### Requirement
Please copy the lines below word for word, leaving out the pictures.

>> start Records provided

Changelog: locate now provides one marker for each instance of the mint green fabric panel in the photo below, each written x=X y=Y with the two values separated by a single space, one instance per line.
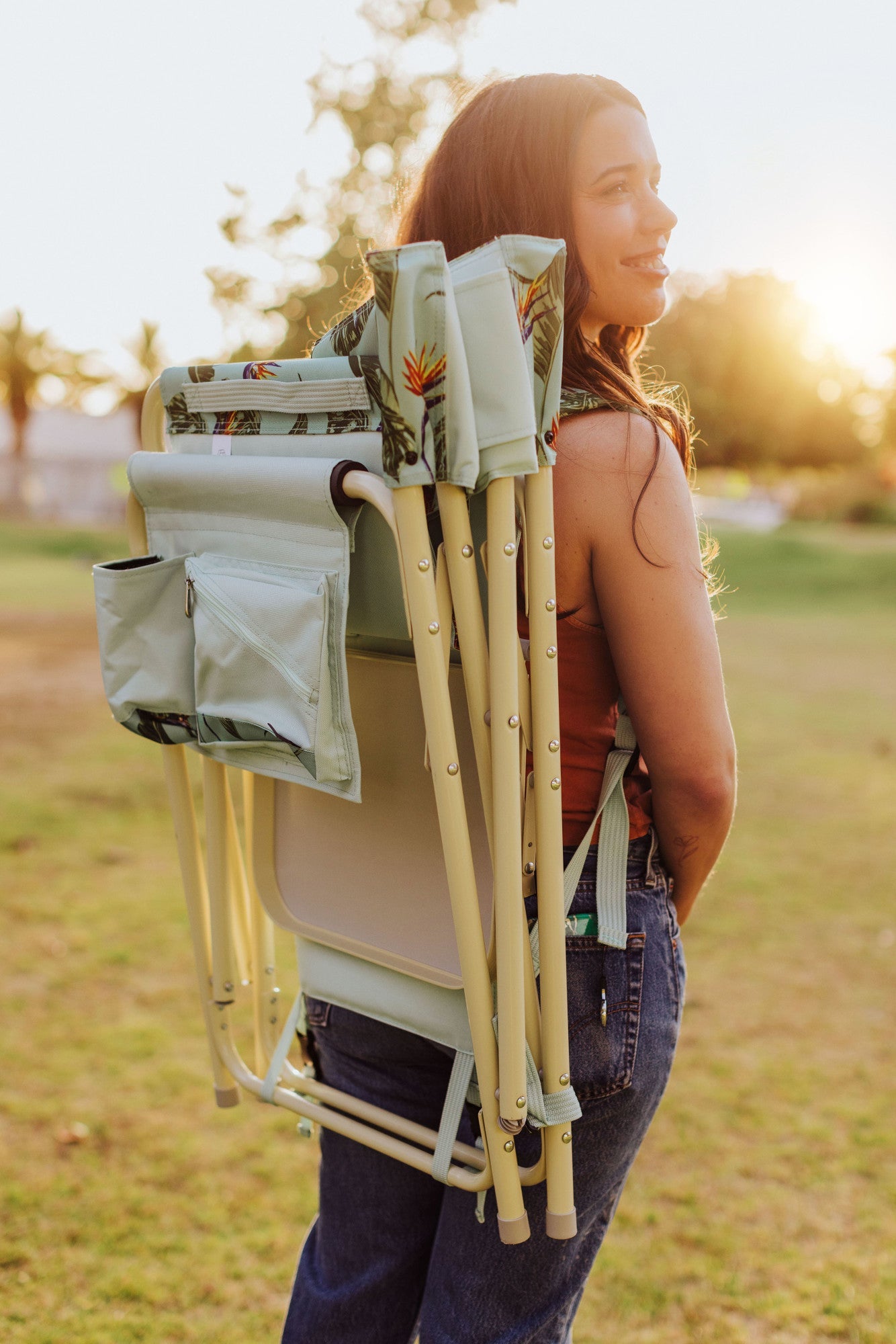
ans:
x=499 y=376
x=355 y=334
x=146 y=640
x=537 y=274
x=247 y=421
x=429 y=427
x=377 y=607
x=261 y=650
x=267 y=514
x=390 y=997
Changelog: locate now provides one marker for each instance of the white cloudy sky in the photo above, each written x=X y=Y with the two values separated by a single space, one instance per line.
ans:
x=776 y=123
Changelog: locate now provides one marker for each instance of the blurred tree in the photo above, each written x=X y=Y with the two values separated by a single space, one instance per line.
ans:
x=761 y=389
x=30 y=361
x=384 y=108
x=150 y=361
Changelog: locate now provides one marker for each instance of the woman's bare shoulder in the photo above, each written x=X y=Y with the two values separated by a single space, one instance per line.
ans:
x=605 y=462
x=601 y=443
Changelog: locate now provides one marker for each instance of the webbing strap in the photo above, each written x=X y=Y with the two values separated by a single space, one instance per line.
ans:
x=272 y=1077
x=452 y=1112
x=547 y=1108
x=613 y=850
x=542 y=1108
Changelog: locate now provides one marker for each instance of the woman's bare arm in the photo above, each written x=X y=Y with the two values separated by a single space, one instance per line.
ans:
x=660 y=630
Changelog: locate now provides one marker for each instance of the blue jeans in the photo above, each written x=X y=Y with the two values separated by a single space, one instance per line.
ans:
x=393 y=1252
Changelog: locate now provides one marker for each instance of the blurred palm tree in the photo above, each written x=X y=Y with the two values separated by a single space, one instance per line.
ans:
x=29 y=362
x=384 y=107
x=150 y=361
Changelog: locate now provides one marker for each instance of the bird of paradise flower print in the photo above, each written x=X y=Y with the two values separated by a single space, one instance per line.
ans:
x=425 y=378
x=539 y=304
x=261 y=370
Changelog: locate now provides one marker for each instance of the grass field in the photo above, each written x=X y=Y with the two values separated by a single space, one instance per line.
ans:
x=764 y=1205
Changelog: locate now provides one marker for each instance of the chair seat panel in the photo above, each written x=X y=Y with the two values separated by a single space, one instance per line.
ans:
x=392 y=901
x=432 y=1011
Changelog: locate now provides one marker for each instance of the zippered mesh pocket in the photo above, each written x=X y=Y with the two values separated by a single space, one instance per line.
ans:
x=261 y=653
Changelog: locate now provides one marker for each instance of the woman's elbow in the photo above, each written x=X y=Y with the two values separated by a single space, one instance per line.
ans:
x=711 y=792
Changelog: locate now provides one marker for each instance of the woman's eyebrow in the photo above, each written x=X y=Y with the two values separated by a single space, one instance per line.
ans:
x=655 y=169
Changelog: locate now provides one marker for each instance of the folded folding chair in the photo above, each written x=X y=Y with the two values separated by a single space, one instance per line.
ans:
x=323 y=596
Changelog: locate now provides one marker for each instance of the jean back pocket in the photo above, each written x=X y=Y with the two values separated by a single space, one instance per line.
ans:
x=604 y=989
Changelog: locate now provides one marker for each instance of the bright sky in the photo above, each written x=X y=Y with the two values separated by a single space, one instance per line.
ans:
x=776 y=123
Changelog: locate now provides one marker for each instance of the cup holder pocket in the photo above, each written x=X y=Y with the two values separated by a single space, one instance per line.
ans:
x=261 y=635
x=147 y=646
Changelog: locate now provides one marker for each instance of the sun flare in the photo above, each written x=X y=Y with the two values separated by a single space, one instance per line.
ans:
x=855 y=310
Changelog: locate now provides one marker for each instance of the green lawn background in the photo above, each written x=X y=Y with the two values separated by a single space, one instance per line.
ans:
x=762 y=1208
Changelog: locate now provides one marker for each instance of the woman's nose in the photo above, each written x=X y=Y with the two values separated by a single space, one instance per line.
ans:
x=667 y=218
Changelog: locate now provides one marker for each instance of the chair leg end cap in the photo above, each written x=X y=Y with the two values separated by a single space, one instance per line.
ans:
x=514 y=1230
x=561 y=1226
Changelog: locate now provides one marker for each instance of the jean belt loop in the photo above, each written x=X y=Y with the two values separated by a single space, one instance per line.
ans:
x=651 y=877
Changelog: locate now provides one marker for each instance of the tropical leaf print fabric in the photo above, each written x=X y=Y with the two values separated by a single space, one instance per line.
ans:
x=349 y=337
x=429 y=428
x=574 y=401
x=182 y=420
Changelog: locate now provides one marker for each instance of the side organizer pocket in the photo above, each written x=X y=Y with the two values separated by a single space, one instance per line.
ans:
x=147 y=647
x=263 y=671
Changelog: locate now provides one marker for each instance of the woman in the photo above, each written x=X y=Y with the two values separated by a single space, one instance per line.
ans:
x=565 y=157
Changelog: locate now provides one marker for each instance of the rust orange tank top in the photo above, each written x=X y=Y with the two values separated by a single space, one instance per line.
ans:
x=589 y=713
x=589 y=694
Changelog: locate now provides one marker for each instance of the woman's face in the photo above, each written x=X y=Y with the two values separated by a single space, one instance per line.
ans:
x=621 y=226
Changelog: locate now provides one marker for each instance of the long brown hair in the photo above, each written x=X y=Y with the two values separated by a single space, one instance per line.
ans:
x=504 y=167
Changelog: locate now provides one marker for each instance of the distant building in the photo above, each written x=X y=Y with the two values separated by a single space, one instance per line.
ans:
x=75 y=468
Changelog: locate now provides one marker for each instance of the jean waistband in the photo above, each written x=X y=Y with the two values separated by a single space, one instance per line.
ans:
x=644 y=864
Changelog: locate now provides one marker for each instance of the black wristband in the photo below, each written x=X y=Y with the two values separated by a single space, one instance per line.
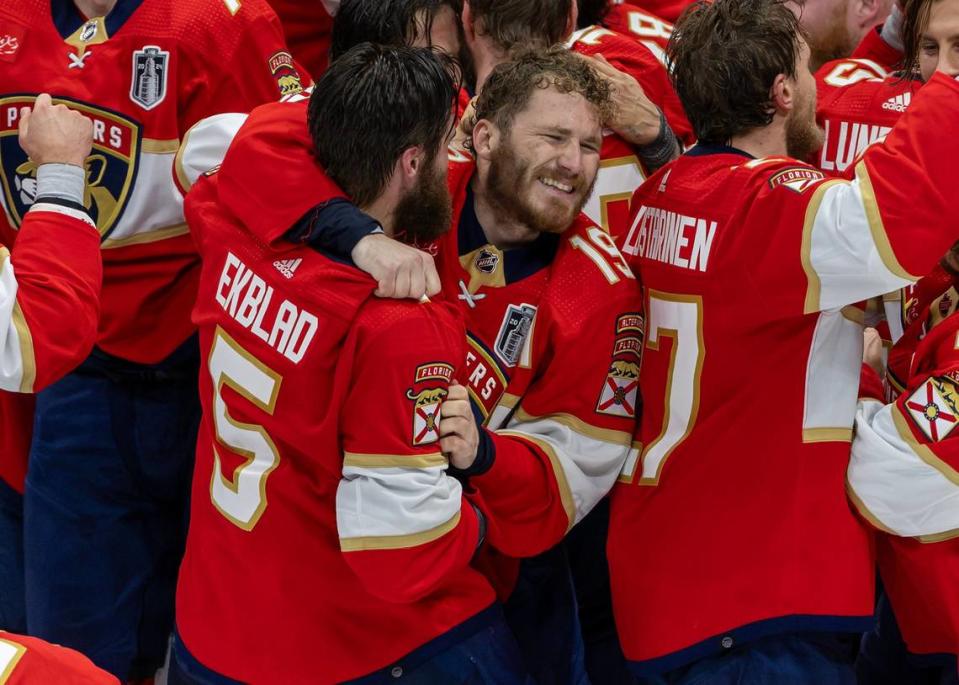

>> end Records provided

### Expected answer
Changelog: locate now provides one marker for each instance of the mint green fabric panel in the photo below, each written x=X y=Y with the two values separated by a single space, one instance per line.
ans:
x=499 y=376
x=355 y=334
x=146 y=640
x=537 y=274
x=247 y=421
x=429 y=427
x=377 y=607
x=261 y=650
x=267 y=514
x=390 y=997
Changelog: locate now provides one marker for each instance of the white cloudy sky in the photo above, each written x=X y=Y with the two values separated by a single space, one instance per line.
ans:
x=776 y=123
Changelog: locate now provides one marker for each instance of the blurred tree in the photo above, each written x=X y=Y with the two values separated by a single space, one instance per line.
ans:
x=761 y=389
x=30 y=361
x=384 y=108
x=150 y=361
Changelog: locate now provides one marker for each instance of the woman's bare shoulder in the photo above, each written x=X y=Y with the two values separated by a single space, one instance per line.
ans:
x=605 y=462
x=601 y=443
Changelog: locate now provides one marker for each instance of the webbing strap in the photo above, each written x=X y=Y with the two values separated by a single space, one instance per line.
ans:
x=272 y=1077
x=452 y=1112
x=547 y=1108
x=613 y=850
x=542 y=1108
Changelog: locate now provides one marker for each instance of the woman's bare arm in the photo above, each written x=X y=Y with the two values separated by a single space, one instance per line.
ans:
x=660 y=630
Changelog: locate now provides one marker for each instance of the blue jeans in the photo above, each written x=X y=Y with the two values separated by a single space, one instance per line.
ans:
x=393 y=1252
Changelog: locate now provides one marker for each instance of the blurred palm tree in the photo above, each written x=X y=Y with the two values separated by a single space, one instance per line.
ans:
x=29 y=362
x=384 y=107
x=150 y=361
Changelog: locate now provides one marker for each instance of the bird of paradise flower print in the photo above, each written x=X y=Y with the two values separated by a single space, one instance per line.
ans:
x=425 y=378
x=539 y=304
x=261 y=370
Changelog: locate now provides one marker for each instance of the grass field in the photo above, each written x=X y=Y with the two values separated by a single space, one instance per line.
ans:
x=764 y=1205
Changelog: locate now provides one marker for each instance of the chair seat panel in the photo above, each written x=X y=Y with the two values separated by a single space, one instance per line.
ans:
x=392 y=901
x=432 y=1011
Changelog: locate now provides one marker for each instance of the zippered mesh pocket in the photo above, each written x=X y=Y with the two values separated by a single space, one instance per line.
ans:
x=261 y=653
Changelog: locate now provides one marker for each instance of the woman's elbow in the photo above, each written x=X y=Y with the two values separated by a single space, one instance per line.
ans:
x=711 y=792
Changelog: locate now provides one marker for each instance of the woman's eyebrow in the photo above, each written x=X y=Y with the two values separated by a single space, one instance per line.
ans:
x=655 y=169
Changelog: locate now provides one marker for each instance of the folded folding chair in the photo above, each written x=X y=Y with the two values separated by a single space, one instance per line.
ans:
x=323 y=596
Changelog: locate now provides one marker for each instance of the jean back pocket in the photo above, each written x=X y=Y with the two values separated by a single space, one instance per line.
ans:
x=604 y=989
Changelog: locate now provides one marker for each instance of the bright sky in the photo above, each written x=X y=Y with the two values separated by a single space, one instance per line.
ans:
x=776 y=123
Changelog: locate now provides one marker for each instance of the cup holder pocket in the photo above, each written x=X y=Y with the two values separated by a single space, one instance per line.
ans:
x=261 y=635
x=147 y=646
Changelog: locate now provides one marker for each instance of the sun flare in the photo above, each written x=X y=Y with the two values separated by a single space, one instance per line.
ans:
x=855 y=310
Changelog: locate now provides one marker for each instance of the green lawn background in the photo above, each written x=X y=Y with the two values separated by a single space, one instance per line.
ans:
x=762 y=1208
Changelog: locate now provides one marker for each instance of the woman's nose in the photo above, each written x=X y=Y with the two values separated by a single space, one instance per line.
ans:
x=667 y=218
Changelog: locate now provides one marker for each instance of the chair leg end cap in the photo above, each written x=X y=Y with the two values separated by a single space, one instance per line.
ans:
x=514 y=1230
x=561 y=1226
Changelog: locate now provides one marker for each instance of the jean belt loop in the photo above, each written x=X y=Y with the two values separated by a single space, one instance per line.
ans:
x=651 y=877
Changelog: locate now provides one marker for each instance of the tropical leaf print fabric in the photo above, each written x=X y=Y with the two values separated by a single space, one instance per line.
ans:
x=349 y=337
x=429 y=428
x=574 y=401
x=182 y=420
Changelog: locate now provides one marker for each instance of the side organizer pocket in the photo above, each written x=X y=Y with the two values separated by a single space, one instance per line.
ans:
x=147 y=647
x=263 y=671
Changelog: locate now provides one marker for each instance of the woman in the photo above, each written x=X y=Y with the two values separated by a single space, one instance per line.
ans:
x=565 y=157
Changelog: locate now provides one marker for each instance of the rust orange tank top in the photo above, each written x=X y=Y with the two values separated by a single space, one instance per line.
ans:
x=589 y=713
x=589 y=694
Changelog: locate now provides one marker for each instance of the woman's face in the photo above, each written x=X y=Y with the two values separated by a single space, one instance per line.
ans:
x=621 y=226
Changelog: locate now provides one marker for each instance of the long brown hair in the photo above, each written x=X y=Y with the two values separated by a single space, one instance per line.
ans:
x=504 y=167
Changelog: locate now provides one marker for each instance of the distant building in the photo above, each written x=X y=Y with the two values separated by a single space, one instance per line.
ans:
x=75 y=468
Changelog: locate now provides one marker for each instance of the jean waistband in the photo above, each written x=X y=Y with the two values separated by a single space, one instance per line.
ans:
x=644 y=864
Changelog: locate now provides one marker for each instance of the black wristband in the photo below, each written x=X y=Y with the two values separated by a single space, one instance per line.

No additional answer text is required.